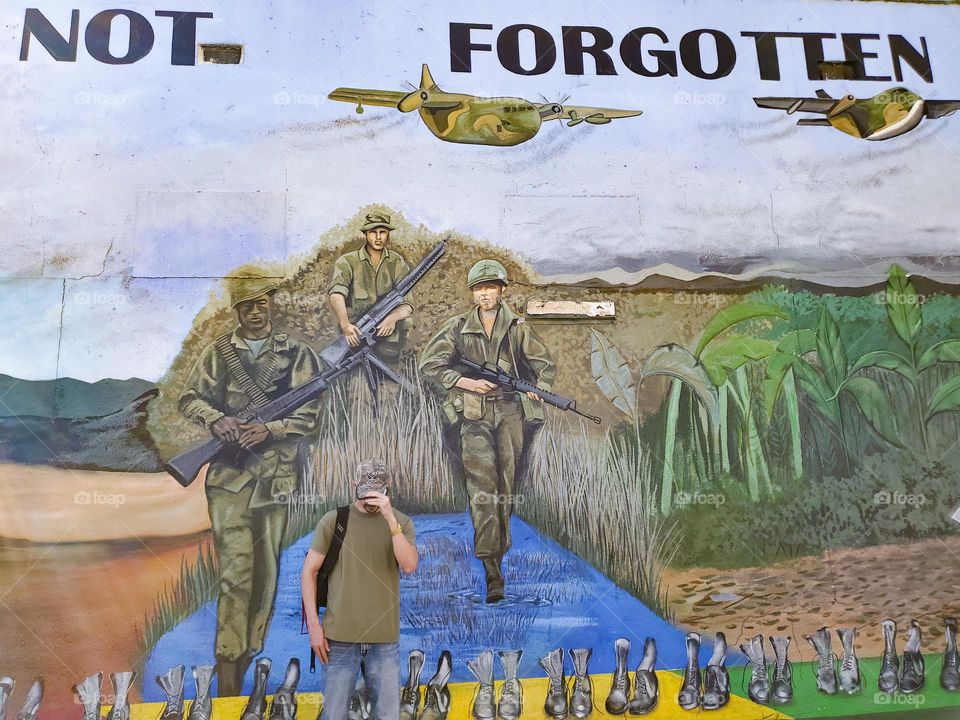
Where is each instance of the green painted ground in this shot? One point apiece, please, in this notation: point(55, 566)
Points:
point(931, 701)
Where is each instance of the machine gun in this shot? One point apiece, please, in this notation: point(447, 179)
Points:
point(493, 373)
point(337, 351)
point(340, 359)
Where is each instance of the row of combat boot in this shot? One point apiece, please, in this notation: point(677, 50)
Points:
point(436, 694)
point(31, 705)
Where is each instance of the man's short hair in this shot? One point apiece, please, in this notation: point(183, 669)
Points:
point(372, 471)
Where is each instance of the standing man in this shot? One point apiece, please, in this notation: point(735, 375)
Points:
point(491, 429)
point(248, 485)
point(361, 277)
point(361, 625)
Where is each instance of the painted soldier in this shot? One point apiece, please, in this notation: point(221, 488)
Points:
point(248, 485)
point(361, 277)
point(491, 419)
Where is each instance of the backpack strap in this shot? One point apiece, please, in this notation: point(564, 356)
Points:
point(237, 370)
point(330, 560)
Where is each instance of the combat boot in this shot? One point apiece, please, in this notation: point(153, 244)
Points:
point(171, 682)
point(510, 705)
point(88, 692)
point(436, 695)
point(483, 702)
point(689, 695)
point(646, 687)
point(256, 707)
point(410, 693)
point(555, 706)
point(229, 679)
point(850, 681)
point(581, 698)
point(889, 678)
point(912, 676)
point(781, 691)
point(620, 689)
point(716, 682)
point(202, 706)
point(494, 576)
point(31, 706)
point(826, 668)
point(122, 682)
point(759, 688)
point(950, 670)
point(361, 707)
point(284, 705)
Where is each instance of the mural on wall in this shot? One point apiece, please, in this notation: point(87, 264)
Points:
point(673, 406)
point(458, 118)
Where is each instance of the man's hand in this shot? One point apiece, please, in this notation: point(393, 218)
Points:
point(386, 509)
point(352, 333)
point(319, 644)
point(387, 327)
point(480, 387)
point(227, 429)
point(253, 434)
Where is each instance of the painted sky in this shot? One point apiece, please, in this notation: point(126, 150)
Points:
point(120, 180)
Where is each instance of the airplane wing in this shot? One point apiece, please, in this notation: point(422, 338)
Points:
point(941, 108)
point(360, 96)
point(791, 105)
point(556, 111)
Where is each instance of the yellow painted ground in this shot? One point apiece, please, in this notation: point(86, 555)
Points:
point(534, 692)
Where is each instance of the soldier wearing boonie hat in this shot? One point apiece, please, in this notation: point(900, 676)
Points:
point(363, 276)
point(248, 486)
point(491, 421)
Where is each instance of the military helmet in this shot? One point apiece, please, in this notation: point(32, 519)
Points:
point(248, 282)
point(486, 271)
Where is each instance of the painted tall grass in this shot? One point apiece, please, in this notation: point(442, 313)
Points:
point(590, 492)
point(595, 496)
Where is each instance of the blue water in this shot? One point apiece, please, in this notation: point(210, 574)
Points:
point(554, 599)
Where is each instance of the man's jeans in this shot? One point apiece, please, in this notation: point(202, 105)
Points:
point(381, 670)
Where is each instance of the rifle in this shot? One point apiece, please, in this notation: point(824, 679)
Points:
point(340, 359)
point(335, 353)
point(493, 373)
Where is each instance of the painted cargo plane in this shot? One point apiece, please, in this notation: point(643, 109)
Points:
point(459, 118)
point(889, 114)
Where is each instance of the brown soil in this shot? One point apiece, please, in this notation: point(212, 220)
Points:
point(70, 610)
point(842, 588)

━━━━━━━━━━━━━━━━

* _TASK BRIEF_
Report every line of the data in which "ground" appears.

* _TASK OUTPUT_
Where is each instance of the green painted ground in this shot? One point apiece, please, in this notation: point(55, 566)
Where is each instance of the yellow painted ground in this shot? One point apiece, please, in this notation: point(86, 555)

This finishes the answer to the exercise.